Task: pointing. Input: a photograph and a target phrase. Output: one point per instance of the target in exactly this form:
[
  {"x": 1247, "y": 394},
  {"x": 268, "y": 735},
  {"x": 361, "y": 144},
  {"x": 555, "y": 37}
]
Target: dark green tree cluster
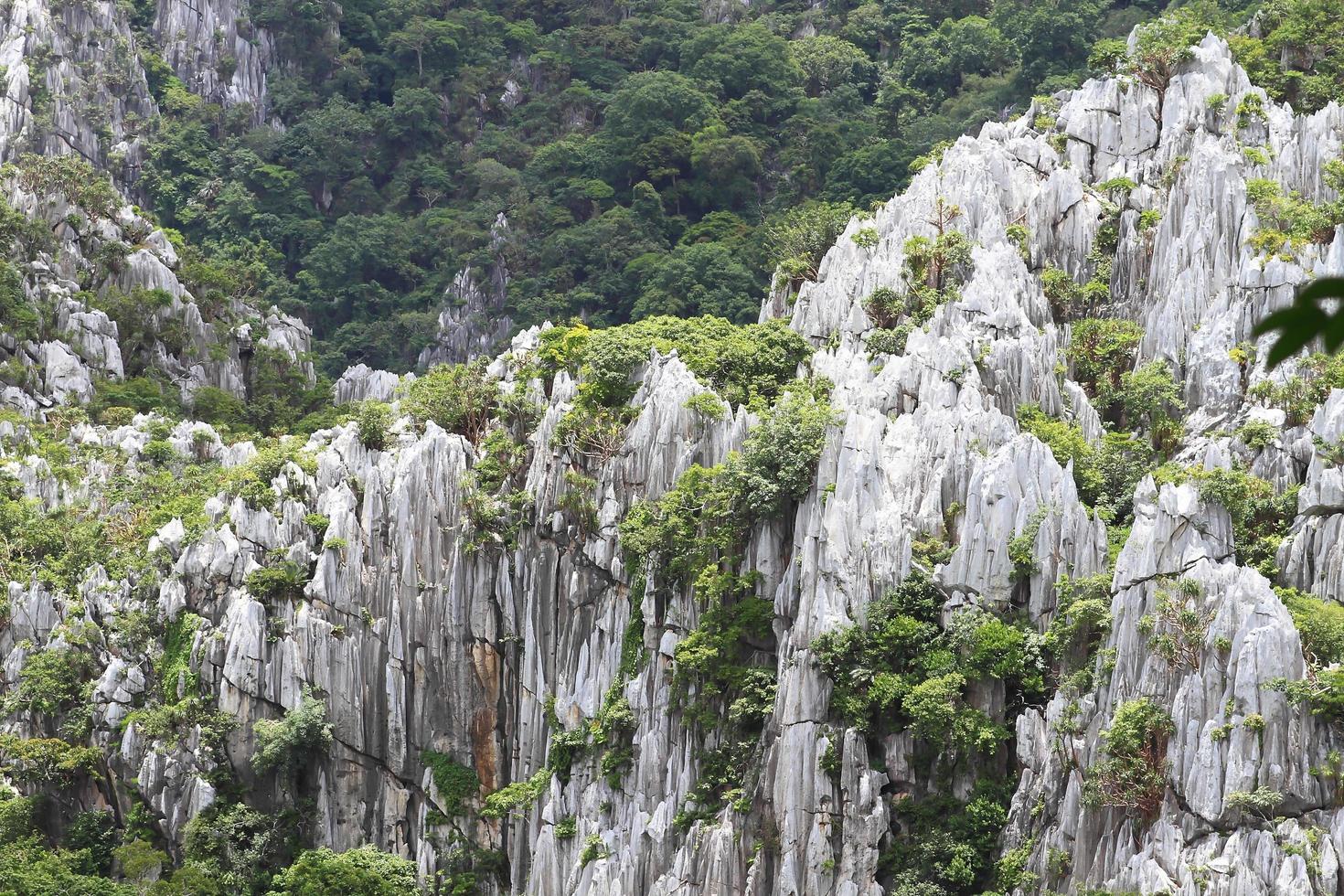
[{"x": 648, "y": 162}]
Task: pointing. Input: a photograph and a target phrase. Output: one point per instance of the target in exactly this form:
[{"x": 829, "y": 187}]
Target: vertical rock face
[
  {"x": 212, "y": 46},
  {"x": 76, "y": 88},
  {"x": 423, "y": 635},
  {"x": 472, "y": 323}
]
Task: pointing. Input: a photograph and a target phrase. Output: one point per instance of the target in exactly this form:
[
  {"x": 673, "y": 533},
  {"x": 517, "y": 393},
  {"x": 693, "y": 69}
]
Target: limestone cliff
[{"x": 422, "y": 638}]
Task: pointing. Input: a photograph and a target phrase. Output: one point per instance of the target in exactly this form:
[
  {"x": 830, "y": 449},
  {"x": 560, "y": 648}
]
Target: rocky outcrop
[
  {"x": 474, "y": 323},
  {"x": 422, "y": 632},
  {"x": 212, "y": 46}
]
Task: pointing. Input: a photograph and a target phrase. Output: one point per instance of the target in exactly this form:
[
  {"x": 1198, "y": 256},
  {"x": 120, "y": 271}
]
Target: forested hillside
[
  {"x": 857, "y": 472},
  {"x": 648, "y": 157}
]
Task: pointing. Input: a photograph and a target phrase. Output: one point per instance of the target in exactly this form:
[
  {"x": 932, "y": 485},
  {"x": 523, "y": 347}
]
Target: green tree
[{"x": 357, "y": 872}]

[EXERCISE DESCRIPTION]: The records above are to be reproduced exactly; the pictures are to be left out.

[EXPECTED ANSWER]:
Task: pointing. Input: a photograph and a target phrase. Output: one point per instance of the target in exactly this form:
[
  {"x": 1247, "y": 394},
  {"x": 268, "y": 735},
  {"x": 361, "y": 144},
  {"x": 555, "y": 37}
]
Target: dark green tree cluster
[{"x": 648, "y": 162}]
Task: pointing. Input: a photograph and a target phrase. Output: one point per instance of the target in exactly this form:
[{"x": 829, "y": 187}]
Target: vertical rock face
[
  {"x": 212, "y": 46},
  {"x": 76, "y": 88},
  {"x": 423, "y": 635},
  {"x": 472, "y": 323}
]
Task: pointing. Input: a photograph and a target phrase. Output: one point per instance of the target in exactly this form:
[
  {"x": 673, "y": 533},
  {"x": 517, "y": 393},
  {"x": 693, "y": 69}
]
Target: limestone cliff
[{"x": 422, "y": 638}]
Task: pointing. Input: a photograph and a target phrase. Output: one point per instance of the target in exactly this form:
[
  {"x": 830, "y": 449},
  {"x": 560, "y": 648}
]
Target: rocky outcrop
[
  {"x": 474, "y": 323},
  {"x": 422, "y": 632},
  {"x": 212, "y": 46}
]
Task: pointing. Input: a photograph and a target phrase. Output: one point per instance of the target in exactly this form:
[
  {"x": 1198, "y": 256},
  {"x": 120, "y": 271}
]
Target: forested hillside
[
  {"x": 857, "y": 472},
  {"x": 648, "y": 157}
]
Task: pointing. Input: a photograph and a target phrase. Output: one point per instance of the target in exactly this form:
[
  {"x": 932, "y": 485},
  {"x": 523, "y": 347}
]
Target: green tree
[{"x": 357, "y": 872}]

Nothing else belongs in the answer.